SELECTED EXCERPT »

The village of Burley stands along the highroad from Oakham to Stretton on a hill which rises abruptly from the vale of Catmose and commands a very extensive view. It is mainly grouped round a green on the side of the road. It was described by White in 1862 as a small neat village on a pleasant eminence. (fn. 4) Burley appears once to have been a flourishing town. In 1375 it was destroyed by fire, and in order to restore its fortunes the king granted to Thomas le Despenser a yearly fair on the Vigil and Feast of the Exaltation of the Holy Cross. (fn. 5)
Burley-on-the-Hill and its surroundings combine to form the lordliest residence in the county. The only house and lay-out that could vie with it was Normanton Park, now pulled down; but even this, although a fine mansion, lacked the commanding position that helps to give Burley its pre-eminence. Sir John Harington entertained James I in April 1603 at his house at Burley when the king was on his way southward to receive the crown. Sir John provided him with sport by hunting hares on Empingham Heath and engaged 'a hundred high men that seemed like the Patagones [Patagonians] huge long fellows of twelve or fourteen feet high.' The king wondered what they were, but coming nearer they proved to be a company of poor suitors on high stilts preferring a petition against Lady Hatton. The king spent two nights at Burghley, near Stamford, and returned to Burley (co. Rutland). On the way he had a fall from his horse, of which he made light, but was so bruised that he had to continue his journey by coach. (fn. 6) The present house replaces a great predecessor which was erected by the princely George Villiers, Duke of Buckingham, the 'Steenie' of James I. It was here that he entertained royalty more than once, (fn. 7) Ben Jonson's masque of the 'Gipsies' being presented by a company of distinguished amateurs on one occasion, while on another occurred the well-known incident of introducing to their majesties the dwarf, Geoffrey Hudson, in a cold baked pie. Hudson was then a child of nine and had attained a height of only a foot and a half. (fn. 8)

Location identification items:
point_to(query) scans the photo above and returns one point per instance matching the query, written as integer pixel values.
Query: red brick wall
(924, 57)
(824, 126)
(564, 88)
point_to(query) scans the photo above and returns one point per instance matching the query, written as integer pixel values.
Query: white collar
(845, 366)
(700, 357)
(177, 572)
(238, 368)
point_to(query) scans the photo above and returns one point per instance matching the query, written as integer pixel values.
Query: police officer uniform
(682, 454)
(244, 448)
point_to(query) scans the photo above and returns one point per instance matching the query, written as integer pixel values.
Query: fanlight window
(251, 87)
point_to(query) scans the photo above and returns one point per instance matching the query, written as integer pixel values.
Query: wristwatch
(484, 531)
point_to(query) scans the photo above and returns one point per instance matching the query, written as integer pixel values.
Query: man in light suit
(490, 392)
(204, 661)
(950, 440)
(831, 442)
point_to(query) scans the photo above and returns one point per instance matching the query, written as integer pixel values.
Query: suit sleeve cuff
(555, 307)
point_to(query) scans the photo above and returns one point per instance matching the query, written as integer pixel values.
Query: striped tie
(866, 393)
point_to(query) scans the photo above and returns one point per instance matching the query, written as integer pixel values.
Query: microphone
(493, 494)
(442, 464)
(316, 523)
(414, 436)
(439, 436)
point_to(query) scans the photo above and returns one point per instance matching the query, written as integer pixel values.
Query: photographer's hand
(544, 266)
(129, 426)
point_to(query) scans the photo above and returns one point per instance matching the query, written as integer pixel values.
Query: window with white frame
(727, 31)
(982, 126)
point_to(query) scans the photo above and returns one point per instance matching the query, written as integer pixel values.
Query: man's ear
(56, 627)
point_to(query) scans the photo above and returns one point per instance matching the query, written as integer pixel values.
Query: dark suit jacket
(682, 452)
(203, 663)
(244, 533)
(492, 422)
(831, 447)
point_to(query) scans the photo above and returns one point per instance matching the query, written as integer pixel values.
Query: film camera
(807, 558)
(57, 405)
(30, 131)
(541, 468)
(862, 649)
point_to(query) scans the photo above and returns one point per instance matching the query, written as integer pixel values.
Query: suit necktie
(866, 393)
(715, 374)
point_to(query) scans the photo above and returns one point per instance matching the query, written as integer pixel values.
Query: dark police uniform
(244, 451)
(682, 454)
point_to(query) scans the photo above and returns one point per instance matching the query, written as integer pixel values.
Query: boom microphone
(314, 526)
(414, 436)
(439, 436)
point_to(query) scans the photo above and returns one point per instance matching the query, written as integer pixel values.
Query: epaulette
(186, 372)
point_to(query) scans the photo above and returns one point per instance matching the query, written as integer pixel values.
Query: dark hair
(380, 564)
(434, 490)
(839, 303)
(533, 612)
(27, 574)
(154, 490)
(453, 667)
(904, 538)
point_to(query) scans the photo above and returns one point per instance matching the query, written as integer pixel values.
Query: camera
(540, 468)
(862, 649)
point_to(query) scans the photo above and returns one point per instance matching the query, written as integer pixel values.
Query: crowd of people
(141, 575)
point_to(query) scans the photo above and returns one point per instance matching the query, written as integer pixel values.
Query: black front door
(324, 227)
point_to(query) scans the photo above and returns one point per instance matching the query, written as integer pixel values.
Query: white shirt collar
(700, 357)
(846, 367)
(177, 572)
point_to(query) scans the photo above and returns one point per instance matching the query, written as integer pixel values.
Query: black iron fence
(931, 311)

REQUIRED TASKS »
• A. Summarize the Burley excerpt in two sentences.
• B. Please reproduce the Burley excerpt between "The village of" and "Cross. (fn. 5)", inclusive, switching "fire" for "flood".
• C. In the Burley excerpt, what height had Geoffrey Hudson reached as a child of nine?
The data stand apart from the Burley excerpt as separate material.

EXPECTED ANSWERS »
• A. Burley is a village on a hill above the vale of Catmose that appears once to have been a flourishing town, and in 1375 it was destroyed by fire. Burley-on-the-Hill is called the lordliest residence in the county, where Sir John Harington entertained James I in 1603 and where the earlier house built by the Duke of Buckingham hosted royalty, including the introduction of the dwarf Geoffrey Hudson in a cold baked pie.

• B.
The village of Burley stands along the highroad from Oakham to Stretton on a hill which rises abruptly from the vale of Catmose and commands a very extensive view. It is mainly grouped round a green on the side of the road. It was described by White in 1862 as a small neat village on a pleasant eminence. (fn. 4) Burley appears once to have been a flourishing town. In 1375 it was destroyed by flood, and in order to restore its fortunes the king granted to Thomas le Despenser a yearly fair on the Vigil and Feast of the Exaltation of the Holy Cross. (fn. 5)

• C. Only a foot and a half.